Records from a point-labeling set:
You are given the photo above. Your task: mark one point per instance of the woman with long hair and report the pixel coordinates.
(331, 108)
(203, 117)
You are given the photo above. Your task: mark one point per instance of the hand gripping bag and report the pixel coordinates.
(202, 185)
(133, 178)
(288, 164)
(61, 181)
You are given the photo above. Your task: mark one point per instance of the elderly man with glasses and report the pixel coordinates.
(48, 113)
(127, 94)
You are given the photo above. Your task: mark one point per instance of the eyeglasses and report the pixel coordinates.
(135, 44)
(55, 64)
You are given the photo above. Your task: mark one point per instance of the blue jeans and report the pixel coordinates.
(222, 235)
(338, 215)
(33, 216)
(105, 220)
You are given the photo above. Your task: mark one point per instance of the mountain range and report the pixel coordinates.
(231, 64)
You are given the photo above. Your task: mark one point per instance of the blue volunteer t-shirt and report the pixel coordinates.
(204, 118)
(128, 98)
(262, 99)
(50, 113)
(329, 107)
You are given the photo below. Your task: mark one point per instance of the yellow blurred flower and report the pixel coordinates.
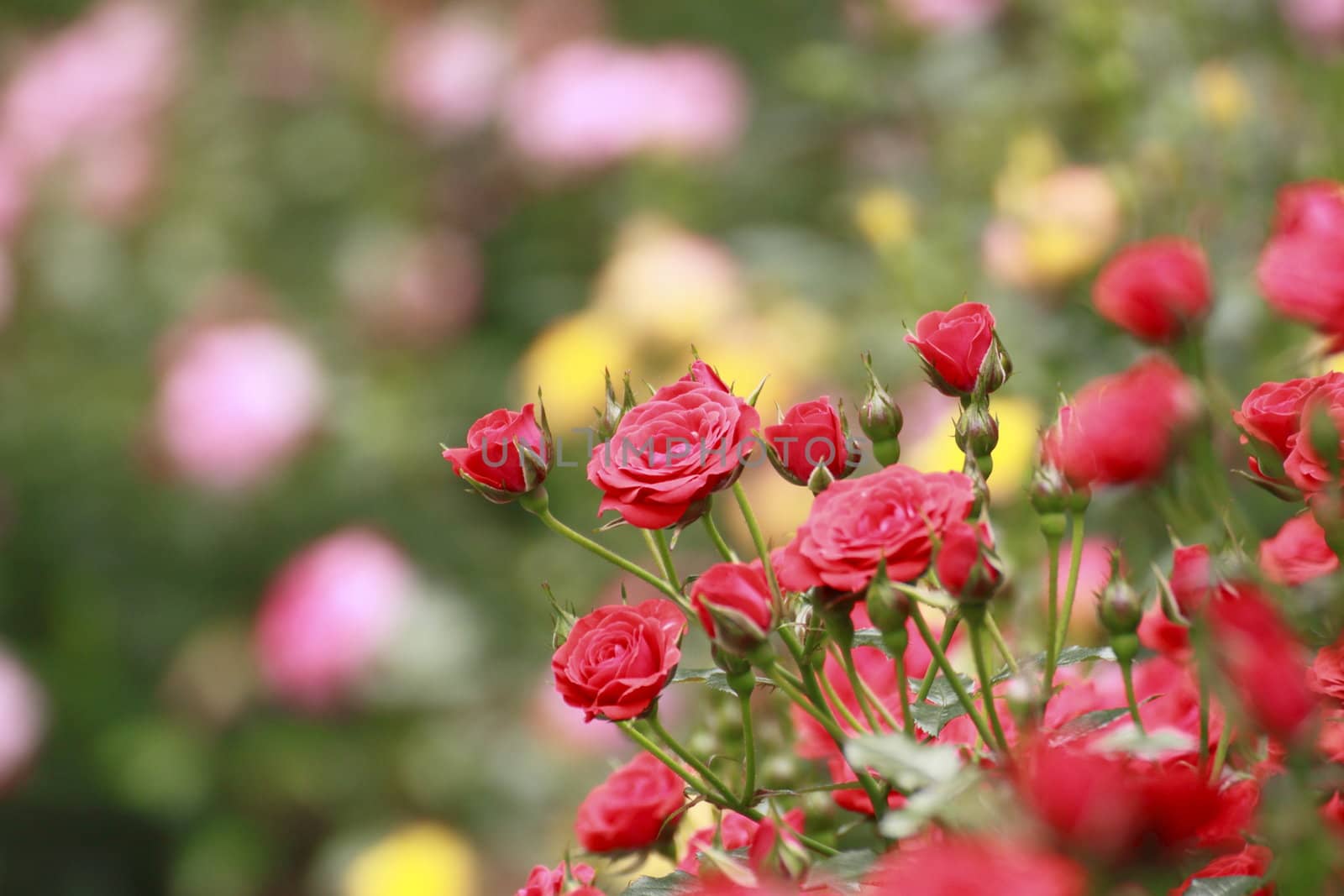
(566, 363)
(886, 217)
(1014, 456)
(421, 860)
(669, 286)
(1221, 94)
* * *
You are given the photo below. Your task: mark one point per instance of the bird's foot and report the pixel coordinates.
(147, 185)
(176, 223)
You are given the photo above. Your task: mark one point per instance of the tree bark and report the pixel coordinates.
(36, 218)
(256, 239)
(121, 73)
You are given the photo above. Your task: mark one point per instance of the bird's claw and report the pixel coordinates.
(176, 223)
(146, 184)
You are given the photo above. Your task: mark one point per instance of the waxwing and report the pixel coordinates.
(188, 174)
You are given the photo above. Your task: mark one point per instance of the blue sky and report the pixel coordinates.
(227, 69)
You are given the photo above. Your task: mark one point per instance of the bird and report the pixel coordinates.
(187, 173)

Direction: Identify every line in the records above that contains the word "with" and copy each of those lines in full.

Task response:
You are given the photo above. Your task: mark one point per instance of the woman with long hair and report the pixel coordinates.
You are given the photo above. Your task: mark one point per instance of the elderly man with glasses and report the pixel coordinates.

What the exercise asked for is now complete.